Extract>
Bob Deffinbaugh in Dallas says:
I fear we have a distorted definition of “glory,” very much like our Lord’s disciples had in the Gospels. We wrongly think that if the glory of God is present, it will be in some dramatic display of power, one that is visible and spectacular, one that is seen and acknowledged by all. Let me remind you that the glory of God was manifested in this miracle, even though few recognized it as such. We may be looking for the wrong kind of “glory.” All too often in the “triumphalism” of the church then and today, we look for the wrong kind of glory. The glory of God, as I understand the Scriptures, is manifested in and through the saints as they—like their Savior—live humbly and suffer patiently for the sake of Christ and the Gospel
Again, what does Paul say about the way Christ revealed himself to us and how we reveal him to others:
In your relationships with one another, have the same mindset as Christ Jesus:
Who, being in very nature God,
did not consider equality with God something to be used to his own advantage;
rather, he made himself nothing
by taking the very nature of a servant,
being made in human likeness.
And being found in appearance as a man,
he humbled himself
by becoming obedient to death —
even death on a cross!
Therefore God exalted him to the highest place
and gave him the name that is above every name,
that at the name of Jesus every knee should bow,
in heaven and on earth and under the earth,
and every tongue acknowledge that Jesus Christ is Lord,
to the glory of God the Father.

Data under study>

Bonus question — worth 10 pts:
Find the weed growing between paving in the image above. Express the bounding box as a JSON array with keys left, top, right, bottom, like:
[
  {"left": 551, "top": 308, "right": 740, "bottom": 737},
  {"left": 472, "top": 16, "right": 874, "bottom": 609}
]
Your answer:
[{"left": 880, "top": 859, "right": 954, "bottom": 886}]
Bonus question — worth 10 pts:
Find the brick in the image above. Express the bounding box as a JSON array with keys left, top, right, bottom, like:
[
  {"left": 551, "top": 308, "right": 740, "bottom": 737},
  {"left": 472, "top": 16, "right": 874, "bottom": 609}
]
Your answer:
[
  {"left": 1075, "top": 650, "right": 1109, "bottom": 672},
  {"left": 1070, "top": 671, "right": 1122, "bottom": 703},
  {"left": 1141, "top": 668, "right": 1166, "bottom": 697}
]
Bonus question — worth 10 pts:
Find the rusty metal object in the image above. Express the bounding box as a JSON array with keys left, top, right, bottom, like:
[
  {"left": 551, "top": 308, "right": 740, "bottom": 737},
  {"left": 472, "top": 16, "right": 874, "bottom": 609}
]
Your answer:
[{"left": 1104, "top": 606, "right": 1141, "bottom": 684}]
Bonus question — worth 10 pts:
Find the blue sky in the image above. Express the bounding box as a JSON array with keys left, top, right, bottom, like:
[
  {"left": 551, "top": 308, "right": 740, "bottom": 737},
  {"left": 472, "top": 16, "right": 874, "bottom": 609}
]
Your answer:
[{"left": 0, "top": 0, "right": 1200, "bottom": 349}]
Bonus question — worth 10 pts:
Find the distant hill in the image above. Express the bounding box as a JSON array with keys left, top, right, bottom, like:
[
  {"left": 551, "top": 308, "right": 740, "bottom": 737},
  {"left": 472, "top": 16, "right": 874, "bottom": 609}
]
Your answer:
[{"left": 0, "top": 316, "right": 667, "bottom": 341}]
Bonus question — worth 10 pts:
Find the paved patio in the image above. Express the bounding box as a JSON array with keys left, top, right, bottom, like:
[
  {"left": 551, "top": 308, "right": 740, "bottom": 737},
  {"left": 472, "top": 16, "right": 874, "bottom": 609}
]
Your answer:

Problems to solve>
A) List the places that the passage on God's glory names as where every knee should bow.
B) Reproduce the passage on God's glory word for word from "And being found" to "God the Father.".

Solutions>
A)
- heaven
- on earth
- under the earth

B)
And being found in appearance as a man,
he humbled himself
by becoming obedient to death —
even death on a cross!
Therefore God exalted him to the highest place
and gave him the name that is above every name,
that at the name of Jesus every knee should bow,
in heaven and on earth and under the earth,
and every tongue acknowledge that Jesus Christ is Lord,
to the glory of God the Father.